*QUELLENAUSZUG*.
Deutscher Klub Tivoli

Crystal Brook – die erste Tankstelle

Homesick.

Geld – in den Sand gesetzt.

Palm Beach – die zweite Tankstelle

Abgetankt.

Ein Neuanfang – irgendwie

Springvale – Melbournes größter Friedhof

Ein Café und Kiosk am Maroondah Dam

Wo ist Heimat?

Semi-retired.

Einleitung

Lucie Schmidt war eine Jugendfreundin unserer Mutter Wilma. Sie hatten sich 1939 kennengelernt, wahrscheinlich bei der Dienstverpflichtung während der Kriegszeit. Für unsere Mutter war das eine Chance gewesen, aus dem Haus zu kommen, denn sie hatte keine Lehre machen dürfen und für ihren Vater den Haushalt zu führen nach dem frühen Tod ihrer Mutter Adele im Jahr 1935 und dem Tod ihrer Großmutter Gesine Spott 1939. Die Reichswehr suchte damals junge Frauen. Auf dem Fliegerhorst Adelheide in Delmenhorst wurden die Luftwaffenhelferinnen z.B. zu Telefonistinnen ausgebildet. Ob es Lucie war, die ihr eine bessere Alternative vorgeschlagen hatte? Beide meldeten sich jedenfalls für den Fernschreibdienst. Es sollte Folgen haben, denn während der Ausbildung lernte Wilma ihren Mann, unseren Vater kennen.

*AUFGABEN UND ÜBUNGEN*.
A – Für welchen Dienst meldeten sich Lucie und Wilma laut dem Quellenauszug?
B – Schreiben Sie aus dem Quellenauszug den Abschnitt von „Palm Beach –“ bis einschließlich „Wo ist Heimat?“ wortgetreu ab.

*BEREITGESTELLTE ZEILEN*.
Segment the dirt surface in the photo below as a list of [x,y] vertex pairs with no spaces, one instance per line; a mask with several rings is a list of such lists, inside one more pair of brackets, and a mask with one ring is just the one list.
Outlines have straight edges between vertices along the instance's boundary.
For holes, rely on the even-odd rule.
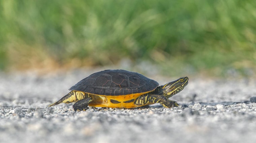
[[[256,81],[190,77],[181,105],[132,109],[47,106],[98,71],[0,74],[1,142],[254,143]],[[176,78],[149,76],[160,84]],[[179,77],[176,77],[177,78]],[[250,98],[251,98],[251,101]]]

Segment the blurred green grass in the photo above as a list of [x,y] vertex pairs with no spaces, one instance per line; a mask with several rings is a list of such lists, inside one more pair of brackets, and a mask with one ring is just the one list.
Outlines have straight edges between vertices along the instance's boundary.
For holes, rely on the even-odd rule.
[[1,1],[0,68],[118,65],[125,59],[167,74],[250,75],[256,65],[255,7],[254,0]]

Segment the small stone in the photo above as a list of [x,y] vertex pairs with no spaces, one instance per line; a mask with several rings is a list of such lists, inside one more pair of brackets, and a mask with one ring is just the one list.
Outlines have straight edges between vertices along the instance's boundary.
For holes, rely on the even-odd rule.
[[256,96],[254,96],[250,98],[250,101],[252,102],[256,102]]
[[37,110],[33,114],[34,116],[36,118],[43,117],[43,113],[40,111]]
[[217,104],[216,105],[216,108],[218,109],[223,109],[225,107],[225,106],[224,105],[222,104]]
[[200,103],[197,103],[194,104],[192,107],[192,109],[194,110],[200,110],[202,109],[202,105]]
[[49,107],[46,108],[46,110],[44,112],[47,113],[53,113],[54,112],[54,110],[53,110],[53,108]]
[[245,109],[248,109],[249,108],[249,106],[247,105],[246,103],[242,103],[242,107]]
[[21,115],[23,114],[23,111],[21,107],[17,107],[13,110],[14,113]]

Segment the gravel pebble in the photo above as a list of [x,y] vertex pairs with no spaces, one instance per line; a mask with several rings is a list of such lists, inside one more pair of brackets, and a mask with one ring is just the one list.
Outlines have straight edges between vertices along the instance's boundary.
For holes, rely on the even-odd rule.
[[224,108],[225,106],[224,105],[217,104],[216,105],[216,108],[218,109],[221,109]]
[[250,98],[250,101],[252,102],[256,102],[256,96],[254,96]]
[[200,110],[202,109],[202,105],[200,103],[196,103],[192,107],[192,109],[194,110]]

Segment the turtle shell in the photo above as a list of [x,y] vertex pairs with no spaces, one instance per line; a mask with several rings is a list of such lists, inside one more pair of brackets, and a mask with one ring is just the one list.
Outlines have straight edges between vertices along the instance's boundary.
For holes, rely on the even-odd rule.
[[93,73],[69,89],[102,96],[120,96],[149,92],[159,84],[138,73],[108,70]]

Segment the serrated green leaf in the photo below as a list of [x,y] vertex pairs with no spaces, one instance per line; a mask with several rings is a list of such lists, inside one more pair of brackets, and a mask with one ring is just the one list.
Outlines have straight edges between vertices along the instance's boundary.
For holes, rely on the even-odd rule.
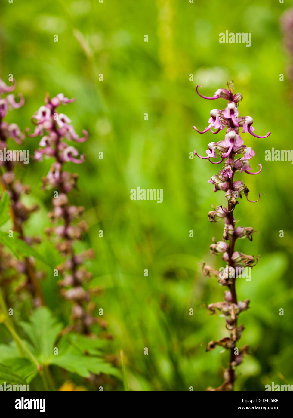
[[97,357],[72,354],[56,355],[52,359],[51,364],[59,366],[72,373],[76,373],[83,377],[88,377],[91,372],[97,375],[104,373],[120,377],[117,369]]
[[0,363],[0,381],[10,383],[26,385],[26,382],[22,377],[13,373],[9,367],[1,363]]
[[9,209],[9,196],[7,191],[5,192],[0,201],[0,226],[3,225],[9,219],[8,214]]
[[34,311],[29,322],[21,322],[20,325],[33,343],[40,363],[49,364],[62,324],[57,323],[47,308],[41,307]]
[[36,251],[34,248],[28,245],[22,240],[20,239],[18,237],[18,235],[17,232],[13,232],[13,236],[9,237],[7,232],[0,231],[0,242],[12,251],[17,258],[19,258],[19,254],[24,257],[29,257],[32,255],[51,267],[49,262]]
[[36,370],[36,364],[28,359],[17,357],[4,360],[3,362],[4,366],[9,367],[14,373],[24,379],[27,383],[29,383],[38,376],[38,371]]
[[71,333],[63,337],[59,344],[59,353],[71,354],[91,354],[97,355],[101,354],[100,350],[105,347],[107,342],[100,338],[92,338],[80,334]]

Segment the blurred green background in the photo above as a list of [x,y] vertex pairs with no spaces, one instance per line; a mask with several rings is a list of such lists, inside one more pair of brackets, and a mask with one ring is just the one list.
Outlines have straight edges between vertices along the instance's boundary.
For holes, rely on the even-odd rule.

*ERWARTETE ANTWORTEN*.
A – Für den Fernschreibdienst.

B –
Palm Beach – die zweite Tankstelle

Abgetankt.

Ein Neuanfang – irgendwie

Springvale – Melbournes größter Friedhof

Ein Café und Kiosk am Maroondah Dam

Wo ist Heimat?